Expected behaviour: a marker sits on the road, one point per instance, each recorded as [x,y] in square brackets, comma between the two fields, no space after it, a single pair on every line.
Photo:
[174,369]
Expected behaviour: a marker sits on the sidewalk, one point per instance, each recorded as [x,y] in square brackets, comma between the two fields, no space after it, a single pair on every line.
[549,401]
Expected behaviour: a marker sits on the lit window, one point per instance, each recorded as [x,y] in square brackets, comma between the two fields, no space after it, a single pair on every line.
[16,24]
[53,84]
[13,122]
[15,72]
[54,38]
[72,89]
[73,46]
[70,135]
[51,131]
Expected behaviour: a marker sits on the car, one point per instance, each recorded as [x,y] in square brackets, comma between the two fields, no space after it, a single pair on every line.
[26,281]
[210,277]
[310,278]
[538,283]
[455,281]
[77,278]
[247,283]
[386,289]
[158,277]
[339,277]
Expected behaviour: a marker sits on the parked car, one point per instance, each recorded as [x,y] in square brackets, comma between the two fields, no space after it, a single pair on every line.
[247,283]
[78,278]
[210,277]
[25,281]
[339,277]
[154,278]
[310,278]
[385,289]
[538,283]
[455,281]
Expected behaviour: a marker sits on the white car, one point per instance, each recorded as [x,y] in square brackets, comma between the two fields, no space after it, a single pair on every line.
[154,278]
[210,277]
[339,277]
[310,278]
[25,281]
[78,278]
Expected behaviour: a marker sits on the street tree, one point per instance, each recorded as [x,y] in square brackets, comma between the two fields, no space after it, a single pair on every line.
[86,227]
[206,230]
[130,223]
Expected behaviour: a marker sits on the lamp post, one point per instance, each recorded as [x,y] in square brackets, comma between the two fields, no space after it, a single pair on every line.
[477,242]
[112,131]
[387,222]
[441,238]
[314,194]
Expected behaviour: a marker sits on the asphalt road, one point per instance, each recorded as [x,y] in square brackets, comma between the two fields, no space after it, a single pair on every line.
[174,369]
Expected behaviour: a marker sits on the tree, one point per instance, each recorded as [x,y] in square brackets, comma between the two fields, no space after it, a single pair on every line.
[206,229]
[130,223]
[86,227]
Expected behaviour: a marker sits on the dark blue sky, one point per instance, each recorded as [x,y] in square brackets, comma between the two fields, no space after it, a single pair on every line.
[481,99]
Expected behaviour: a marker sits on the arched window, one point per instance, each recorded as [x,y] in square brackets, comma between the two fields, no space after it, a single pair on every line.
================================
▶ EXERCISE AIM:
Reproduce each line of the material exactly as given.

▶ RESPONSE:
Expected behaviour: a marker sits on the road, one point per instance, each recorded as [x,y] in square brackets, comma between the two fields, no space after it, a single pair on every line.
Photo:
[174,369]
Expected behaviour: a marker sits on the sidewalk, one point per instance, each recorded as [x,y] in square brackets, comma between the two fields, no space after it, a single pair on every line.
[549,401]
Expected behaviour: a marker sits on the lit window, one point per instance, each recorded as [x,y] in square brackets, comma between the two fields, no space after it, a single pair on every line.
[16,24]
[53,84]
[13,122]
[15,72]
[54,38]
[72,89]
[73,46]
[70,135]
[51,131]
Expected behaviour: a marker sits on the car, one point per instance, each recorded as [x,y] in square brackets, comma between the two fields, no space after it, a single pair on every line.
[26,281]
[210,277]
[310,278]
[538,283]
[455,281]
[77,278]
[247,283]
[386,289]
[158,277]
[339,277]
Expected behaviour: a marker sits on the parked car, one point per instance, each recorded as [x,y] in square brackets, comma between the two fields, no space after it, a single pair on every line.
[247,283]
[78,278]
[210,277]
[25,281]
[339,277]
[154,278]
[310,278]
[385,289]
[538,283]
[455,281]
Expected behaviour: a marker sits on the white car, one point per instance, each recorded as [x,y] in square brackets, comma between the two fields, no space after it, a single pair on every line.
[154,278]
[210,277]
[339,277]
[310,278]
[25,281]
[78,278]
Expected behaviour: a marker sits on the street tree, one point per instance, each recorded as [x,y] in square brackets, comma between the two fields, no space after it, a single pair on every line.
[86,227]
[206,230]
[130,223]
Expected behaviour: a marker sits on the lamp post, one point per instance, each recorded as [x,y] in square brackets, comma between the two fields, no space after it, a single pair on every line.
[477,242]
[112,131]
[387,222]
[441,238]
[314,194]
Expected behaviour: a marker sits on the asphalt road, one point per instance, each recorded as [x,y] in square brackets, comma between the two fields, no space after it, a single pair on every line.
[174,369]
Expected behaviour: a marker sits on the tree, one point per instance, each recorded as [x,y] in square brackets, comma between the two fields, no space after it, a single pair on every line.
[206,229]
[130,223]
[86,227]
Expected behaviour: a marker sits on the dark blue sky, one point per instance, each recorded as [x,y] in square brackets, comma between the two fields, no space after it, a single pair on every line.
[481,99]
Expected behaviour: a marker sits on the arched window, one point per instance, each recorded as [x,y] in square brackets, comma between the two fields, no space after it, a single pair on every line.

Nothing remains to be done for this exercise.